▸ Text section

This was finally and triumphantly
achieved by Charcot's school.
There is only one other point in the explanation of hysteria which I will
here refer to, and that because it is usually ignored, and because it has
relationship to the general psychology of the sexual emotions. I refer to
that physiological hysteria which is the normal counterpart of the
pathological hysteria which has been described in its physical details by
Charcot, and to which alone the term should strictly be applied. Even
though hysteria as a disease may be described as one and indivisible,
there are yet to be found, among the ordinary and fairly healthy
population, vague and diffused hysteroid symptoms which are dissipated in
a healthy environment, or pass nearly unnoted, only to develop in a small
proportion of cases, under the influence of a more pronounced heredity, or
a severe physical or psychic lesion, into that definite morbid state which
is properly called hysteria.
This diffused hysteroid condition may be illustrated by the results of a
psychological investigation carried on in America by Miss Gertrude Stein
among the ordinary male and female students of Harvard University and
Radcliffe College. The object of the investigation was to study, with the
aid of a planchette, the varying liability to automatic movements among
normal individuals. Nearly one hundred students were submitted to
experiment. It was found that automatic responses could be obtained in two
sittings from all but a small proportion of the students of both sexes,
but that there were two types of individual who showed a special aptitude.

▸ Exercise data
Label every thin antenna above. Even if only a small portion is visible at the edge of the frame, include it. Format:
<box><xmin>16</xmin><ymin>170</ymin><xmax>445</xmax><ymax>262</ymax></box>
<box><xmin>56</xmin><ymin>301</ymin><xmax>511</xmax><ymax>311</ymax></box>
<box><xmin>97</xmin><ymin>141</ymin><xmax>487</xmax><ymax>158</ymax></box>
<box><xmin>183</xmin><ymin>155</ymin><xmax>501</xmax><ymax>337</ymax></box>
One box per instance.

▸ What you need to do
1/ Translate this sentence from the hysteria passage into French: "Nearly one hundred students were submitted to experiment."
2/ Copy the stretch of the hysteria passage from "This diffused hysteroid" through "a special aptitude." word for word.
Rely only on the hysteria passage, not on the rows.

▸ Task responses
1/ Près d'une centaine d'étudiants furent soumis à l'expérience.

2/
This diffused hysteroid condition may be illustrated by the results of a
psychological investigation carried on in America by Miss Gertrude Stein
among the ordinary male and female students of Harvard University and
Radcliffe College. The object of the investigation was to study, with the
aid of a planchette, the varying liability to automatic movements among
normal individuals. Nearly one hundred students were submitted to
experiment. It was found that automatic responses could be obtained in two
sittings from all but a small proportion of the students of both sexes,
but that there were two types of individual who showed a special aptitude.